> Material for this exercise

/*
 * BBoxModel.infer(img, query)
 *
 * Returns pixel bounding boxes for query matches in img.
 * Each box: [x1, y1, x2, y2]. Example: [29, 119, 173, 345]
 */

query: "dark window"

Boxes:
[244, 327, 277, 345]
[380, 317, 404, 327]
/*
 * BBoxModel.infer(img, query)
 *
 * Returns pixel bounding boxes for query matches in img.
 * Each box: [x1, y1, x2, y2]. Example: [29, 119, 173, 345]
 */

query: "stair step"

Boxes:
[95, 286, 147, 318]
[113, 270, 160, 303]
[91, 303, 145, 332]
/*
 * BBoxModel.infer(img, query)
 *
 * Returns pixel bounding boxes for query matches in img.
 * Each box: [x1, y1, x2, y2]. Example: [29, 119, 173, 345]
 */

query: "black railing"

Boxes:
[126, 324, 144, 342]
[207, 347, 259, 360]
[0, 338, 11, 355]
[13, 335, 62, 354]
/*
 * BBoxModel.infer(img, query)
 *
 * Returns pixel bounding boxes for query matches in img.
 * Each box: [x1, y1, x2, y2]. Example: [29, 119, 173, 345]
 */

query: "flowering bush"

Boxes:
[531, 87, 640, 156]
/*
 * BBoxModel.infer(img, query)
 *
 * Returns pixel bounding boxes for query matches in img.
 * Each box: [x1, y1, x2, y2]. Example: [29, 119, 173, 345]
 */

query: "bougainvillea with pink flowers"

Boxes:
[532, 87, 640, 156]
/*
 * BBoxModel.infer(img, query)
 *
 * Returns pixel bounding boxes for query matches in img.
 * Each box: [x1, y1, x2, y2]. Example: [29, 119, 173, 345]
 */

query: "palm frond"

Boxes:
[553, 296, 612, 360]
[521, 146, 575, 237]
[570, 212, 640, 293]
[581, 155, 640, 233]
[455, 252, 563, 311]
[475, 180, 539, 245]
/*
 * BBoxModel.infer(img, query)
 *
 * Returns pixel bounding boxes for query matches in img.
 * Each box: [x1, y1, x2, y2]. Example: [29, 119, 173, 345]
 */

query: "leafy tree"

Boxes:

> Work required
Repeat each record exactly, leaving nothing out.

> Your response
/*
 * BBoxModel.infer(img, query)
 *
 * Returns pixel bounding boxes for query matches in img.
 * Each box: [x1, y1, x2, y2]. Example: [29, 119, 173, 345]
 */

query: "dark window"

Boxes:
[244, 327, 277, 345]
[380, 317, 404, 327]
/*
 * BBoxModel.infer(img, query)
 *
 * Returns pixel bounding boxes for query matches in img.
 * Each box: [x1, y1, x2, y2]. Example: [29, 119, 173, 345]
 */

query: "stair step"

Boxes:
[95, 286, 147, 318]
[113, 270, 160, 303]
[91, 303, 145, 332]
/*
 * BBoxModel.infer(img, query)
 *
 * Returns pixel bounding boxes for query matches in img.
 * Each box: [x1, y1, x2, y2]. Example: [29, 119, 173, 345]
 */

query: "black railing"

Boxes:
[126, 324, 144, 342]
[207, 347, 259, 360]
[0, 338, 11, 355]
[13, 335, 62, 354]
/*
 * BBoxModel.infer(img, query)
 *
 * Returns pixel bounding boxes for query matches in img.
 * Each box: [x1, y1, x2, y2]. Example: [29, 119, 173, 345]
 */

query: "flowering bush"

Boxes:
[531, 87, 640, 156]
/*
 * BBoxModel.infer(img, query)
 *
 * Returns pixel bounding boxes for query matches in img.
 * Each box: [x1, y1, x2, y2]. Example: [29, 119, 173, 345]
 */

query: "bougainvillea with pink flowers"

Boxes:
[532, 87, 640, 156]
/*
 * BBoxModel.infer(img, query)
 *
 * Returns pixel bounding boxes for query matches in img.
 * Each box: [x1, y1, x2, y2]. Example: [29, 119, 173, 345]
 */

query: "palm frond"

Boxes:
[553, 296, 612, 360]
[521, 146, 575, 237]
[570, 212, 640, 293]
[581, 155, 640, 233]
[455, 252, 563, 311]
[475, 180, 539, 245]
/*
 * BBoxModel.infer(img, query)
 *
 * Returns pixel bounding boxes for query matches in img.
 * Each box: [x1, y1, x2, y2]. Example: [29, 119, 173, 345]
 */

query: "leafy tree"

Boxes:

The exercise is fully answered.